## Exercise requirements
**a)** Decide whether each statement below agrees with the game recap, answering yes or no and quoting the deciding words of the recap exactly: (i) the Rangers won the game 4-1; (ii) Alexandar Georgiev made 26 saves for the Flyers; (iii) the Bruins beat Buffalo on Friday.
**b)** Copy everything in the game recap from "The Flyers and" down to "for the Rangers.", keeping the wording unchanged.

## Text segment
>>
It was the finale of a bizarre eight-game season series in which the Rangers outscored the Flyers, 21-4 in their three regulation wins, including 9-0 and 8-3 wipeouts.

The Rangers' Pavel Buchnevich (89) scores in the first period Friday at Madison Square Garden.
The Rangers' Pavel Buchnevich (89) scores in the first period Friday at Madison Square Garden.Read moreBRUCE BENNETT / AP

The Flyers and New York Rangers are short on motivation because they are both on the verge of falling out of the East Division playoff race, so it wasn’t surprising that the teams muddled through a relatively sloppy game Friday at Madison Square Garden.

The Rangers, getting 26 saves from Alexandar Georgiev, made fewer mistakes than the Flyers as they registered a 4-1 win.

Mika Zibanejad, Artemi Panarin, Pavel Buchnevich and Alexis Lafrenière each had two points for the Rangers.

The Rangers, who have eight games left, moved to within six points of Boston for the final East Division playoff spot. The Bruins, upset by Buffalo on Friday, have two games in hand.
<<
## Extracted records
>>
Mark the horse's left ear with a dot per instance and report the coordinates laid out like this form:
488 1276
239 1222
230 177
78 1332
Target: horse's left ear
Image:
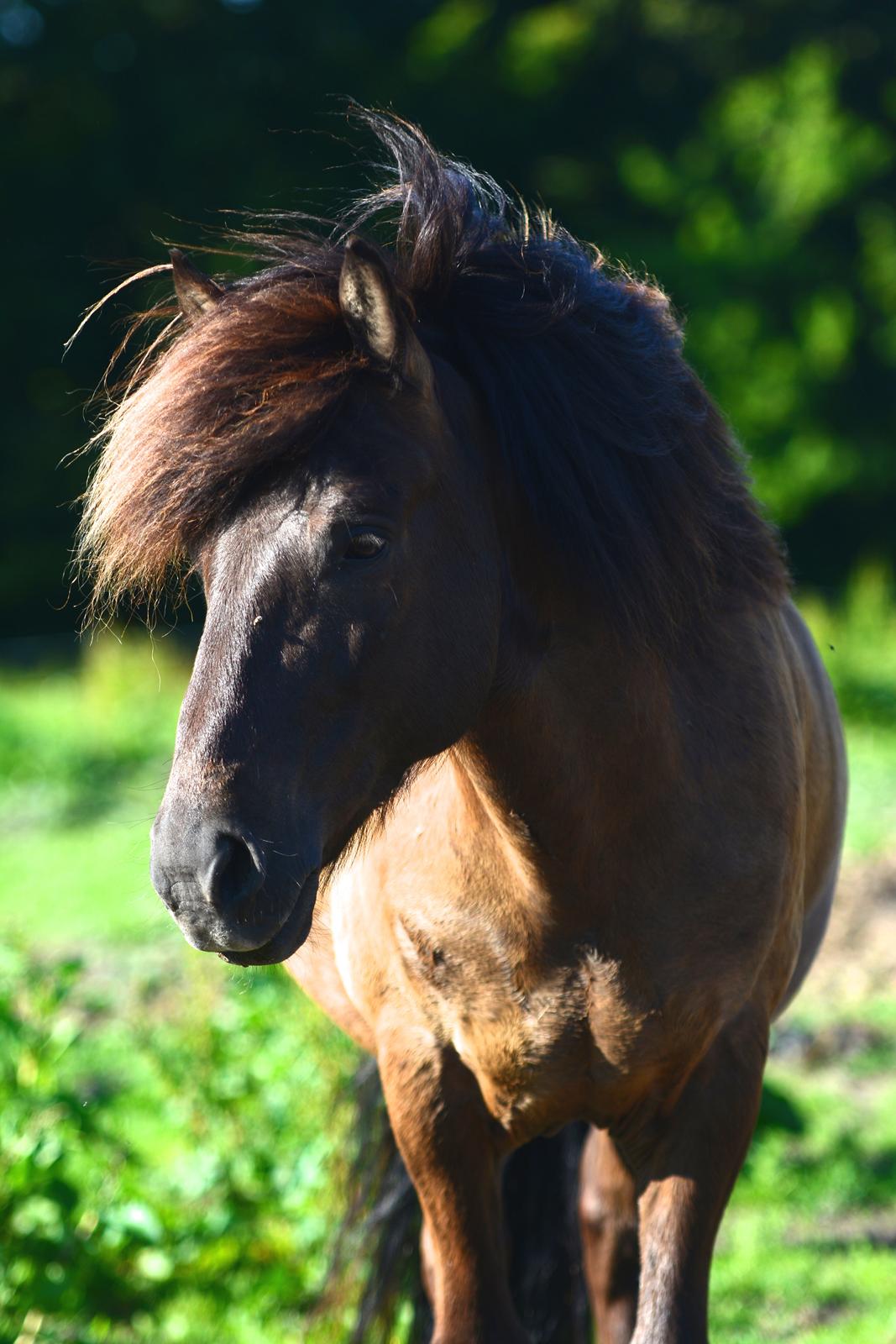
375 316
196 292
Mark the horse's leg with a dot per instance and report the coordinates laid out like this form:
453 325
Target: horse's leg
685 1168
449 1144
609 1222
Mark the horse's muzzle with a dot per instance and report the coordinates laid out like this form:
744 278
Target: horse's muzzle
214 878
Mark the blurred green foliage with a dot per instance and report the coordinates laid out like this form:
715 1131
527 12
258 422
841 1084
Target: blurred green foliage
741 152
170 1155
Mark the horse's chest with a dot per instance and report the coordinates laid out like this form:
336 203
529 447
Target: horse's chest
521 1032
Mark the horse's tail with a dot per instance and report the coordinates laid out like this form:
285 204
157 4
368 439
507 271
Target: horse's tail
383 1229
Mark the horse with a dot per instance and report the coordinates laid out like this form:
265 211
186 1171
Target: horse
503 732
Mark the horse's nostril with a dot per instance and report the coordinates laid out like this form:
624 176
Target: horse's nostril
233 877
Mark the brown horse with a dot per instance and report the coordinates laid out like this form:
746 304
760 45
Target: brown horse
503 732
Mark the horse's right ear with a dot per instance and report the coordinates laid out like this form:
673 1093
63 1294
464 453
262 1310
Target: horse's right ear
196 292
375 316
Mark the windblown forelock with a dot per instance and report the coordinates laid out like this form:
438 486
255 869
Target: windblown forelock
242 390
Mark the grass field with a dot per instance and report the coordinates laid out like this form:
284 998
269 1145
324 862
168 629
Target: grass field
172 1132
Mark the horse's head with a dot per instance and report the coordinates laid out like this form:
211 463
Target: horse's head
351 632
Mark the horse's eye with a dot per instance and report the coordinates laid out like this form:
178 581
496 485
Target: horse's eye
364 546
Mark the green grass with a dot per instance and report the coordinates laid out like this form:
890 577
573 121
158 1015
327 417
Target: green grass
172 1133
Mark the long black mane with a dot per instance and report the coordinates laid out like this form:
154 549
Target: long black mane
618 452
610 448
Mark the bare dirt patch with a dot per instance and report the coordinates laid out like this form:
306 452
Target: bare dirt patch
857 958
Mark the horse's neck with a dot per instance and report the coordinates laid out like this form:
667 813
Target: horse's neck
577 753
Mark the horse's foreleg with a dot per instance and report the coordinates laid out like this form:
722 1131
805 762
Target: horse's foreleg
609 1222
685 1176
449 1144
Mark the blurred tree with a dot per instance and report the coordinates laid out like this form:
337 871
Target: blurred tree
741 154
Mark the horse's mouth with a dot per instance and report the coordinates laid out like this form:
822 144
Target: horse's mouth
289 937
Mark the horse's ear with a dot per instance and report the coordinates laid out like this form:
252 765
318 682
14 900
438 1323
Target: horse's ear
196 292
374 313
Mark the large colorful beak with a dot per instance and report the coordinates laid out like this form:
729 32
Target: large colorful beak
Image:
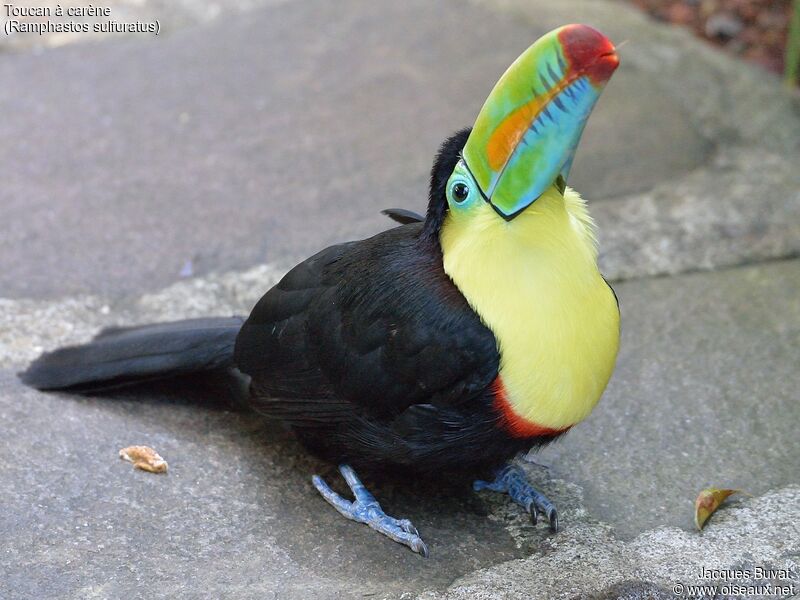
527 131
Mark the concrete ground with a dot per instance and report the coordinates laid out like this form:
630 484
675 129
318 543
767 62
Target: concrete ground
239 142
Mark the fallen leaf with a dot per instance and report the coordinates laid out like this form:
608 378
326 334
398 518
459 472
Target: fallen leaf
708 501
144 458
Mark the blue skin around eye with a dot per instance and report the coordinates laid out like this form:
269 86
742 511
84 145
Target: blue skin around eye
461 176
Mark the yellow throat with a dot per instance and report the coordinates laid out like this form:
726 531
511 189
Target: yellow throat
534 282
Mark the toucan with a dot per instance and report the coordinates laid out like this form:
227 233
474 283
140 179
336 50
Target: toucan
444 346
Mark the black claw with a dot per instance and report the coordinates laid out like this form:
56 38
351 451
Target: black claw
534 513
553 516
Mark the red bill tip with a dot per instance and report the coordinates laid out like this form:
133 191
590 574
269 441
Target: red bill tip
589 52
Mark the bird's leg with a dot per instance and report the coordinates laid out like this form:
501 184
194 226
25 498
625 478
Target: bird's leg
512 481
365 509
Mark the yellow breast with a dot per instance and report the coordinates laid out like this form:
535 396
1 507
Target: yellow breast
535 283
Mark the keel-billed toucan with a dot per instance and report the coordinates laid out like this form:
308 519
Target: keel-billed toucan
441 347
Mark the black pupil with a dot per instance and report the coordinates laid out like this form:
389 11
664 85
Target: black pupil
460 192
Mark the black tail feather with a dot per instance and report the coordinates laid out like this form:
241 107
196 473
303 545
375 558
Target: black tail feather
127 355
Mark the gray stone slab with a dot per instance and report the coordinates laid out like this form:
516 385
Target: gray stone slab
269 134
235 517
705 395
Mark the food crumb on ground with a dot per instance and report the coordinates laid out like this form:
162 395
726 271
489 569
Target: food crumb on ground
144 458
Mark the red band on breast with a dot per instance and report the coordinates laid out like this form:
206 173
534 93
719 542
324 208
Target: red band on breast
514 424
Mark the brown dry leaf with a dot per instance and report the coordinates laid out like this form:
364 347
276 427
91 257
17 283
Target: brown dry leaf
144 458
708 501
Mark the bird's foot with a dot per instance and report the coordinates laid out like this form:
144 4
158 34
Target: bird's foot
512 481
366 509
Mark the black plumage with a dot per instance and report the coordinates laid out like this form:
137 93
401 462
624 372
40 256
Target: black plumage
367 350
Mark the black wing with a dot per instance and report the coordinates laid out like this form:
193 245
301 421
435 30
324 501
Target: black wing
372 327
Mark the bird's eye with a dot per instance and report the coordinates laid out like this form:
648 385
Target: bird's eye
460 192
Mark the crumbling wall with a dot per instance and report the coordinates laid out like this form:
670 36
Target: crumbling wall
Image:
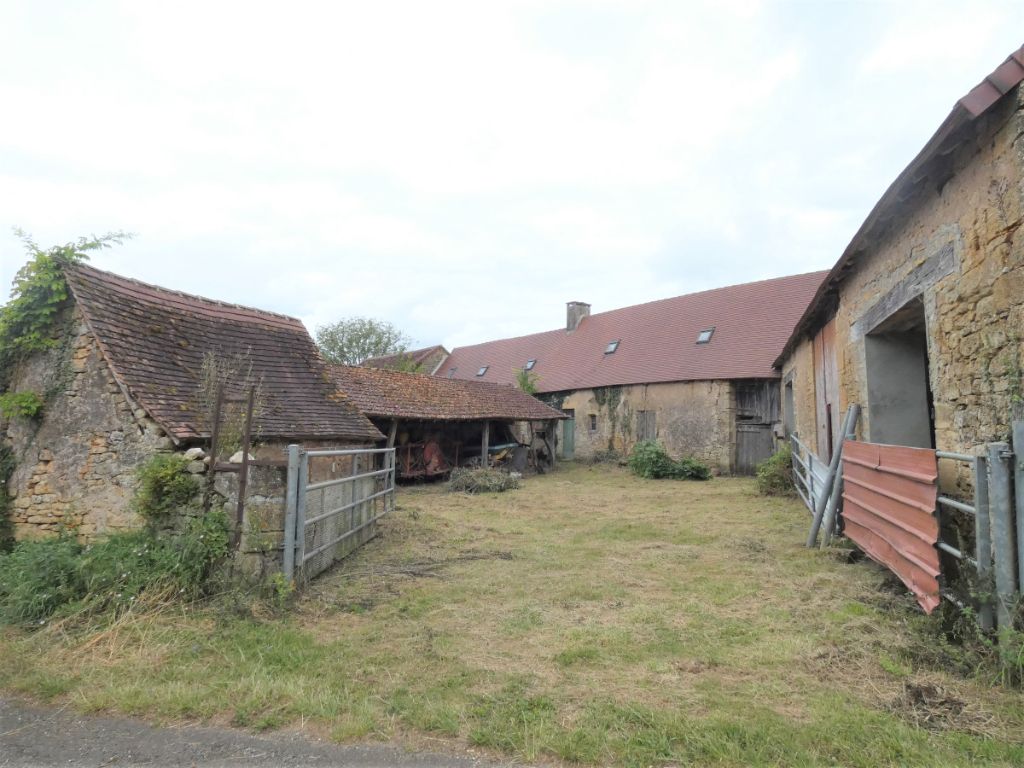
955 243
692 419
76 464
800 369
<<
## In response
**a)**
(i) Yes: "as they registered a 4-1 win."
(ii) No: "The Rangers, getting 26 saves from Alexandar Georgiev"
(iii) No: "The Bruins, upset by Buffalo on Friday"

**b)**
The Flyers and New York Rangers are short on motivation because they are both on the verge of falling out of the East Division playoff race, so it wasn’t surprising that the teams muddled through a relatively sloppy game Friday at Madison Square Garden.

The Rangers, getting 26 saves from Alexandar Georgiev, made fewer mistakes than the Flyers as they registered a 4-1 win.

Mika Zibanejad, Artemi Panarin, Pavel Buchnevich and Alexis Lafrenière each had two points for the Rangers.